All lines from the one containing "Could you point to the tram" down to the one containing "Could you point to the shop", both ends included, are to be given again exactly; omit the rest of the listing below.

▸ **Information given**:
┌──
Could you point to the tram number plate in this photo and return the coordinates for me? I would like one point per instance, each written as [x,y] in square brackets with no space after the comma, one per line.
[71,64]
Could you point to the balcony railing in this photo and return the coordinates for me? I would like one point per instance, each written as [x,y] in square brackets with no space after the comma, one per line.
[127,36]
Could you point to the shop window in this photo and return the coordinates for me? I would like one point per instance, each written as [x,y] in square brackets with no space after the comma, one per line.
└──
┌──
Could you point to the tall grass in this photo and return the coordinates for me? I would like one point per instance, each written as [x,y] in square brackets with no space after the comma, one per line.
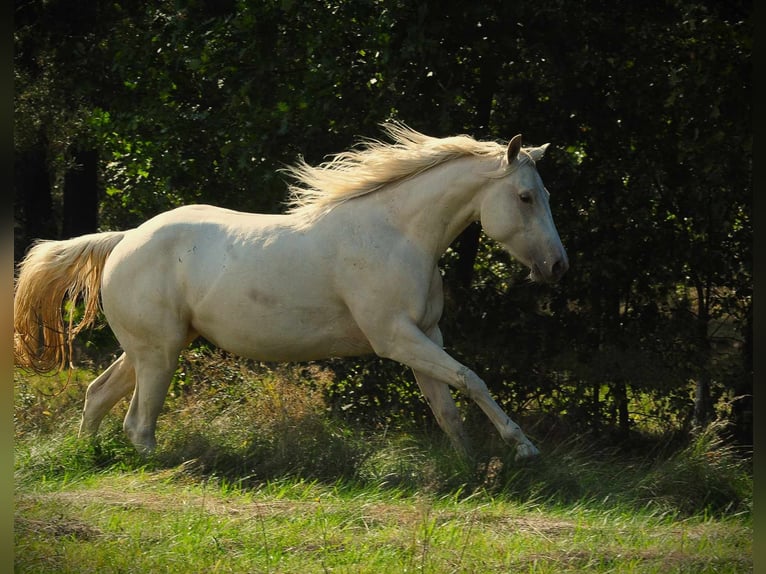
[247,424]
└──
┌──
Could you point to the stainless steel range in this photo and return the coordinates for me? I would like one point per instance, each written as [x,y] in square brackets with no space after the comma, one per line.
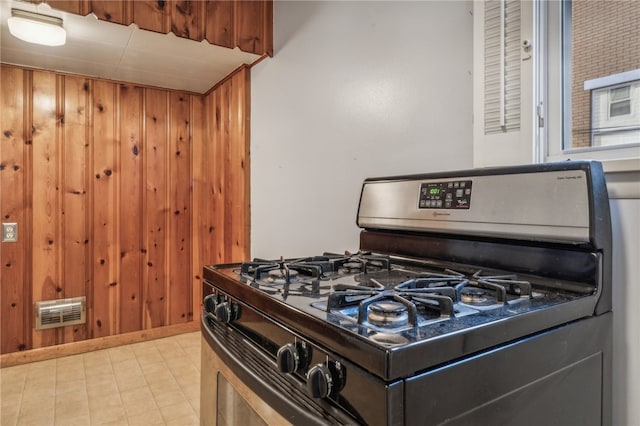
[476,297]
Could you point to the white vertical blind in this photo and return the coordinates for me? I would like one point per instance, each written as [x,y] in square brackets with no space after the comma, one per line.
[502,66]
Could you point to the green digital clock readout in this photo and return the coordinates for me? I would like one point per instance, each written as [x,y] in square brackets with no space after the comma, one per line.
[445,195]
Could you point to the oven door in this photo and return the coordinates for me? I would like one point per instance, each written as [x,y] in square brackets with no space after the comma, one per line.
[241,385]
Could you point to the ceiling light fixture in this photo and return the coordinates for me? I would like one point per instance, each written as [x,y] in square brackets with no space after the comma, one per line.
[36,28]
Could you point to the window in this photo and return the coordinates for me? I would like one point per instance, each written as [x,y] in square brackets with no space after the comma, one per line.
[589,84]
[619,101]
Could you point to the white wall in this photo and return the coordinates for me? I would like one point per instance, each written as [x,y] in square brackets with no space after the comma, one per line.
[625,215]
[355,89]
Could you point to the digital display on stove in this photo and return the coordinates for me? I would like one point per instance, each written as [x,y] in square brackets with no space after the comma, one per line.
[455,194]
└──
▸ **Worked solution**:
Could you point to the tram number plate in this photo and return the coordinates for me? I would like one point per instance, each written as [x,y] in square brackets with no space after the comma, one per line.
[71,64]
Could you point to the balcony railing in this photo and return the coordinates for me? I would like one point per instance, each written as [x,y] in square brackets with no space after the comma, one per line.
[127,36]
Could you point to the shop window in this photo and return the coordinates for me? I would like one point per instance, each written as [x,y] in square brackets with no space after the comma, one per line.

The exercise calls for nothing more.